= Problem to solve =
What is the number of lines in the data that contain "below"? Nothing besides that number, please.

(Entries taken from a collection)
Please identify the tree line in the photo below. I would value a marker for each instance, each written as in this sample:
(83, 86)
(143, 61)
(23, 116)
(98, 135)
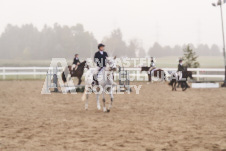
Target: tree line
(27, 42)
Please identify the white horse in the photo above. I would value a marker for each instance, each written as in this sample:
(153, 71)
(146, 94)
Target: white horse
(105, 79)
==
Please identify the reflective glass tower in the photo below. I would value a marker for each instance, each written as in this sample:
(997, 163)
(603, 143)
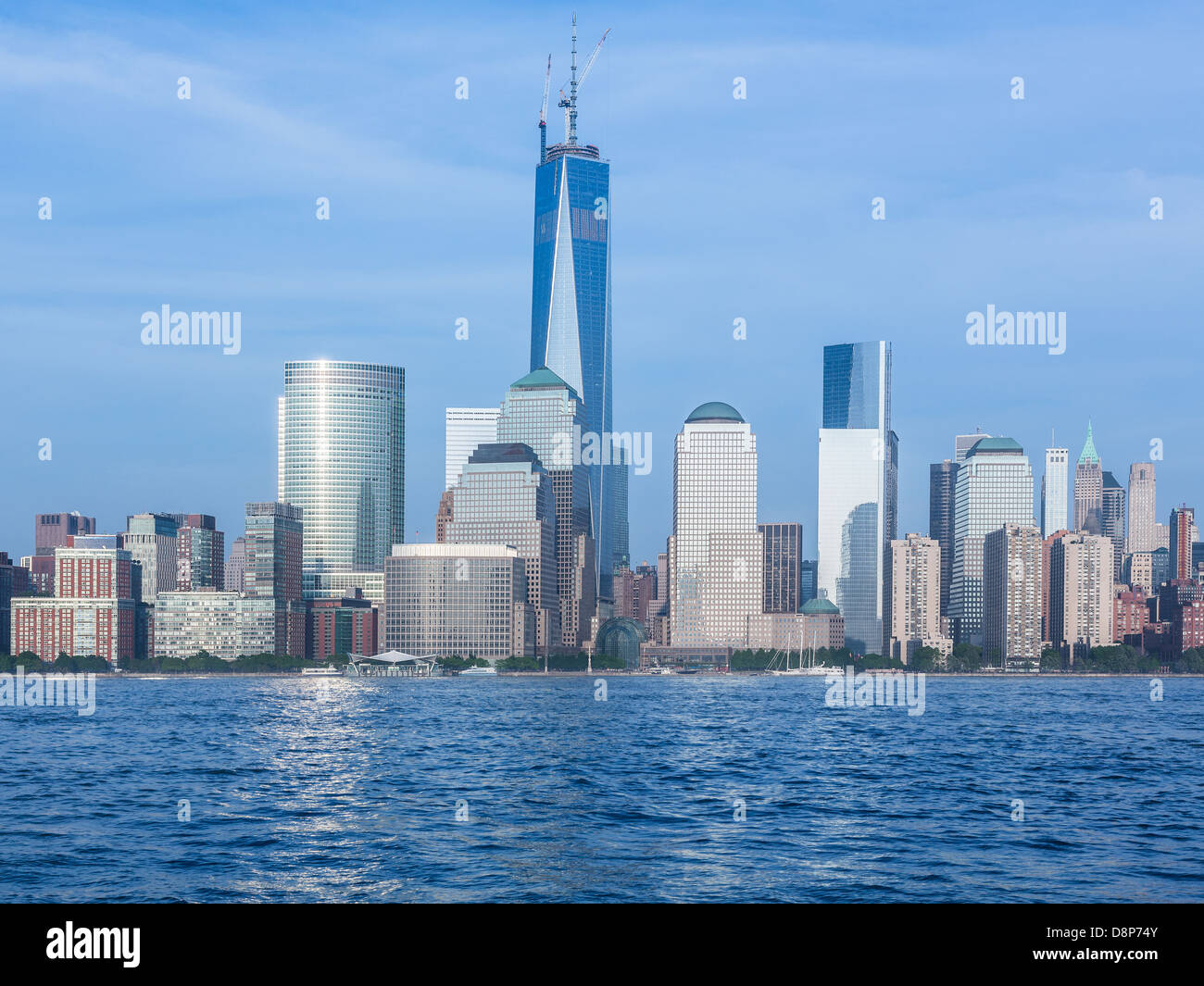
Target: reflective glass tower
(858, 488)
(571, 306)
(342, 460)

= Completed task =
2